# [PROBLEM REQUIREMENTS]
Retype every entry exactly, character for character.

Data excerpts
□ □ □ □

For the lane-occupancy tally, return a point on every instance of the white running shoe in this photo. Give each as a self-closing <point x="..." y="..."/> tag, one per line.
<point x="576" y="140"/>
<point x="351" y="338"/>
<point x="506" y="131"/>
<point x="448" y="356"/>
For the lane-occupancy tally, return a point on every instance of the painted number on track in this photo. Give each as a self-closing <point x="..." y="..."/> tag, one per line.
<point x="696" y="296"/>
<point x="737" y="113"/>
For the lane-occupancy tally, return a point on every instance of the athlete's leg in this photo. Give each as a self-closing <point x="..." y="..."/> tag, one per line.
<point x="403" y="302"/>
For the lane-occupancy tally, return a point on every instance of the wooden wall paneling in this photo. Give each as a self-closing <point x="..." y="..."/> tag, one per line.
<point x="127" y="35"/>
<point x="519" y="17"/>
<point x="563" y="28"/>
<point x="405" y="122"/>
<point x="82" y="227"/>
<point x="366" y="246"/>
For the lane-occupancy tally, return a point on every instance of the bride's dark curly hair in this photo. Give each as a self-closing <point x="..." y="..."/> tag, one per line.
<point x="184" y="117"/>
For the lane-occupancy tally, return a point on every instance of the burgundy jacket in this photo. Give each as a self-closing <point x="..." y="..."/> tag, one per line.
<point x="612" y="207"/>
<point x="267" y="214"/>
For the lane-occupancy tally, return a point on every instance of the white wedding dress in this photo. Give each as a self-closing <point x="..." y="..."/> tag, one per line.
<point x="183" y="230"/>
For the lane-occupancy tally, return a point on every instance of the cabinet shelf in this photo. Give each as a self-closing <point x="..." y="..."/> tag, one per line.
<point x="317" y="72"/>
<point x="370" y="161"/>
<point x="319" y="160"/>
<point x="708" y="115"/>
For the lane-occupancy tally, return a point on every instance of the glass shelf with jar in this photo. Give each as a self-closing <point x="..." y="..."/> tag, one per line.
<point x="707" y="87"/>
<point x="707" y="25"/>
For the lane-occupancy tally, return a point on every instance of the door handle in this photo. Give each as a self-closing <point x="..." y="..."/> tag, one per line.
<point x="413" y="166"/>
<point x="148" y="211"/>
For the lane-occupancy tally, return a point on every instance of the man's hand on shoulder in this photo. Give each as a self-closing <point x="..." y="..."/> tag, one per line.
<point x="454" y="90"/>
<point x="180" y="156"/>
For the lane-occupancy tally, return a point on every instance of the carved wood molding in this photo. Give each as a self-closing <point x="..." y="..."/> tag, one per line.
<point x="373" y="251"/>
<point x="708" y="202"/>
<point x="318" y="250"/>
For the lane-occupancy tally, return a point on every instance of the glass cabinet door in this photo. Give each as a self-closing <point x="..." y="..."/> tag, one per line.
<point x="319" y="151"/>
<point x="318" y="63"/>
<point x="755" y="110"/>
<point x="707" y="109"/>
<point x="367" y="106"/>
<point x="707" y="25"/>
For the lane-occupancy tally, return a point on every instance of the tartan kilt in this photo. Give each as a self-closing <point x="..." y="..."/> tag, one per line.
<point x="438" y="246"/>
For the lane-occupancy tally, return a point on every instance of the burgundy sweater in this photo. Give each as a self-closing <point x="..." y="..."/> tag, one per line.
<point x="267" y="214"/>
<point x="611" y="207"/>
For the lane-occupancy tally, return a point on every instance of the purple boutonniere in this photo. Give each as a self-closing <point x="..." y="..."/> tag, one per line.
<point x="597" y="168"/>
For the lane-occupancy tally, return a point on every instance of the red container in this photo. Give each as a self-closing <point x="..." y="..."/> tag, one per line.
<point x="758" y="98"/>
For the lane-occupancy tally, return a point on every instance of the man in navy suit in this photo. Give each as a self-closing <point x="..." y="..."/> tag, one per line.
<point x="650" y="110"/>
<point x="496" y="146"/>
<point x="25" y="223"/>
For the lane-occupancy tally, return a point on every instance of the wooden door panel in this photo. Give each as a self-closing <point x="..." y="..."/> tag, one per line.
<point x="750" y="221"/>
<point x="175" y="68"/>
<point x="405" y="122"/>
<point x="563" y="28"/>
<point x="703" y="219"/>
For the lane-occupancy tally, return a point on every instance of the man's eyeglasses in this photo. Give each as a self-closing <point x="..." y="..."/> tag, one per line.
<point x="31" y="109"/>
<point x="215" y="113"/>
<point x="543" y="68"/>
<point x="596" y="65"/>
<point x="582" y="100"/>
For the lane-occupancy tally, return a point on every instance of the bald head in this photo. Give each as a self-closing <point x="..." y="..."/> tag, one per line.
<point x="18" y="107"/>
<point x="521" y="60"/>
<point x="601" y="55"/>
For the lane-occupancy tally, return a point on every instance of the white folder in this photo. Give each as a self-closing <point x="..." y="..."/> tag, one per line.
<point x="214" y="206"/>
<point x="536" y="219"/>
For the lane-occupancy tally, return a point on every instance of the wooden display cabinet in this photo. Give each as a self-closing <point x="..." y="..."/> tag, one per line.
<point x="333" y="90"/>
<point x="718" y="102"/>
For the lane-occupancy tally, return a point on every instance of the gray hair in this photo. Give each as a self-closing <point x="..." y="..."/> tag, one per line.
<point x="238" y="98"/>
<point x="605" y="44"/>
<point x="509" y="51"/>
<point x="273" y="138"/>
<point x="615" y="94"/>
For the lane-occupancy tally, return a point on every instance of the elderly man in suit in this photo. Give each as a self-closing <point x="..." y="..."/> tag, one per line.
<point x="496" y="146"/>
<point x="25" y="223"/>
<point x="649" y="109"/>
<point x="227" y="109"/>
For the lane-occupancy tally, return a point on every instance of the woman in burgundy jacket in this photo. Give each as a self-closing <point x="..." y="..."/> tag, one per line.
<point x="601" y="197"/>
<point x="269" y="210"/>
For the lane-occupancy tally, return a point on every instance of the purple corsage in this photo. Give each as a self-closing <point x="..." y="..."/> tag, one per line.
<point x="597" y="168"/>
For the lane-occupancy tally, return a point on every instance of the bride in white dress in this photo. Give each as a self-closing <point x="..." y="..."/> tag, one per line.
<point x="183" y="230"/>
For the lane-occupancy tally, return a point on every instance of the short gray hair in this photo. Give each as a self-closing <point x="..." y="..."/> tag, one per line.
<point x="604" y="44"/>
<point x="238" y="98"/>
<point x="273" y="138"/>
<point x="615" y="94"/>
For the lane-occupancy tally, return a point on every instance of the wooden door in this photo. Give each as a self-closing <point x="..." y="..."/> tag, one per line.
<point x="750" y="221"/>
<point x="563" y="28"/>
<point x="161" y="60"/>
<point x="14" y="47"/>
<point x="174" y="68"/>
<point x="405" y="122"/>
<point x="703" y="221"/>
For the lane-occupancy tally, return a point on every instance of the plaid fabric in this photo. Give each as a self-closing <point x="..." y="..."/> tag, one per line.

□ □ □ □

# [EXERCISE ANSWER]
For the lane-occupancy tally, return a point on every instance of the white running shoe in this photo. Give each as a self-closing <point x="..." y="..."/> tag, one per line.
<point x="576" y="140"/>
<point x="351" y="338"/>
<point x="506" y="131"/>
<point x="448" y="356"/>
For the lane-occupancy tally, return a point on every instance of the painted number on track in this photo. Give each as a self-closing <point x="..." y="..."/> tag, one per line.
<point x="696" y="296"/>
<point x="737" y="113"/>
For the lane-occupancy tally, return a point on every instance of the athlete's leg in this photo. Give each as a self-closing <point x="..." y="..."/> tag, one per line.
<point x="403" y="302"/>
For the lane-occupancy tally, return a point on every instance of the wooden wall paneling in this photo. Give each as a self-closing <point x="..." y="..."/> tag, one per line.
<point x="127" y="35"/>
<point x="519" y="17"/>
<point x="563" y="28"/>
<point x="405" y="122"/>
<point x="82" y="227"/>
<point x="366" y="246"/>
For the lane-occupancy tally, return a point on every instance of the bride's dark curly hair in this photo. Give each as a self-closing <point x="..." y="..."/> tag, one per line.
<point x="184" y="117"/>
For the lane-occupancy tally, return a point on every instance of the burgundy jacket in this photo. Give each as a self-closing <point x="..." y="..."/> tag, one per line.
<point x="612" y="207"/>
<point x="267" y="214"/>
For the lane-occupancy tally, return a point on every instance of the white wedding dress in this photo. Give each as a self-closing <point x="..." y="..."/> tag, one per line.
<point x="183" y="230"/>
For the lane-occupancy tally, return a point on every instance of the cabinet shelf in this photo. Give each as a self-closing <point x="..." y="..."/> tag, one per line.
<point x="317" y="72"/>
<point x="370" y="161"/>
<point x="319" y="160"/>
<point x="708" y="115"/>
For the lane-occupancy tally, return a point on every instance of the glass shelf with jar in this photo. Give each as a self-closing <point x="..." y="..."/> tag, one per line.
<point x="707" y="87"/>
<point x="707" y="25"/>
For the lane-occupancy tally, return a point on every instance of the door handle in this photo. Give each as a self-closing <point x="..." y="..."/> tag, one per line.
<point x="413" y="166"/>
<point x="148" y="211"/>
For the lane-occupancy tally, return a point on every instance of the man's hand on shoulder in this photo. Give each as a self-closing <point x="..." y="..."/> tag, one per line.
<point x="454" y="90"/>
<point x="180" y="156"/>
For the lane-occupancy tally, return a point on every instance of the carved wood molding in this photo. Give each as a self-closing <point x="..." y="..."/> tag, one per line.
<point x="373" y="251"/>
<point x="708" y="202"/>
<point x="318" y="250"/>
For the lane-occupancy tally, return a point on every instance of the glass cabinet door in this photo. Give each as a self-closing <point x="..." y="..."/> tag, one per line.
<point x="319" y="151"/>
<point x="318" y="63"/>
<point x="755" y="110"/>
<point x="707" y="109"/>
<point x="367" y="106"/>
<point x="707" y="25"/>
For the lane-occupancy tally, return a point on every instance of the tartan kilt in this photo. Give each as a self-closing <point x="..." y="..."/> tag, one per line.
<point x="438" y="246"/>
For the lane-occupancy tally, return a point on every instance of the burgundy sweater in this photo. Give each as a self-closing <point x="..." y="..."/> tag, one per line.
<point x="267" y="214"/>
<point x="611" y="207"/>
For the lane-occupancy tally, return a point on every instance of the purple boutonniere in this photo. Give each as a self-closing <point x="..." y="..."/> tag, one per line.
<point x="597" y="168"/>
For the lane-occupancy tally, return a point on every instance of the red container in this photo. Give each as a self-closing <point x="..." y="..."/> tag, one per line.
<point x="758" y="98"/>
For the lane-occupancy tally, return a point on every instance of the man in navy suit in this photo. Give each as a self-closing <point x="..." y="..."/> tag, one per line.
<point x="650" y="110"/>
<point x="496" y="146"/>
<point x="25" y="223"/>
For the lane-occupancy tally, return a point on every instance of the wooden door panel in this photo. Give each as a self-closing <point x="..." y="..."/> tag, one per line.
<point x="750" y="221"/>
<point x="175" y="68"/>
<point x="405" y="122"/>
<point x="563" y="28"/>
<point x="703" y="219"/>
For the lane-occupancy tally, return a point on every instance of the man's eyeglasses in this photo. Give each as a self-closing <point x="..." y="..."/> tag, one per line.
<point x="31" y="109"/>
<point x="215" y="113"/>
<point x="543" y="68"/>
<point x="596" y="65"/>
<point x="582" y="100"/>
For the lane-occupancy tally, return a point on every instance of the bald head in this photo. Give each as a self-closing <point x="..." y="..."/> tag, one per line.
<point x="18" y="107"/>
<point x="521" y="60"/>
<point x="601" y="55"/>
For the lane-occupancy tally, return a point on every instance of the white folder in this photo. Give each as a self-closing <point x="..." y="..."/> tag, one per line.
<point x="214" y="206"/>
<point x="536" y="219"/>
For the lane-occupancy tally, return a point on every instance of the wooden display cabinet in this photo. Give each as a self-closing <point x="..." y="..."/> tag, one per line.
<point x="333" y="90"/>
<point x="718" y="102"/>
For the lane-occupancy tally, return a point on every instance of the gray hair in this photo. Give each as a self-closing <point x="..." y="..."/> tag, one per line.
<point x="238" y="98"/>
<point x="605" y="44"/>
<point x="509" y="51"/>
<point x="273" y="138"/>
<point x="615" y="94"/>
For the lane-occupancy tally, return a point on every instance of the elderly man in suit in this photo. Give each as a self-closing <point x="..." y="..."/> tag, one per line.
<point x="496" y="146"/>
<point x="25" y="223"/>
<point x="649" y="109"/>
<point x="227" y="109"/>
For the lane-occupancy tally, return a point on every instance of the woman in burgundy jacket in this photo. Give each as a self-closing <point x="..." y="..."/> tag, one per line.
<point x="601" y="197"/>
<point x="269" y="210"/>
For the lane-occupancy tally, return a point on every instance of the purple corsage in this photo. Give each as a self-closing <point x="..." y="..."/> tag, one per line.
<point x="597" y="168"/>
For the lane-occupancy tally, return a point on every instance of the bride in white dress in this photo. Give each as a self-closing <point x="..." y="..."/> tag, one per line.
<point x="183" y="230"/>
For the lane-occupancy tally, return a point on every instance of the short gray hair in this photo. Give each as a self-closing <point x="..." y="..."/> tag, one per line.
<point x="604" y="44"/>
<point x="238" y="98"/>
<point x="273" y="138"/>
<point x="615" y="94"/>
For the lane-occupancy tally, return a point on every instance of the wooden door in this photo. Give each as a self-closing <point x="..." y="..."/> tag, one per line.
<point x="750" y="221"/>
<point x="563" y="28"/>
<point x="161" y="60"/>
<point x="14" y="47"/>
<point x="174" y="68"/>
<point x="405" y="122"/>
<point x="703" y="221"/>
For the lane-occupancy tally, return a point on every instance of the plaid fabric in this photo. Give each as a self-closing <point x="..." y="..."/> tag, one per line.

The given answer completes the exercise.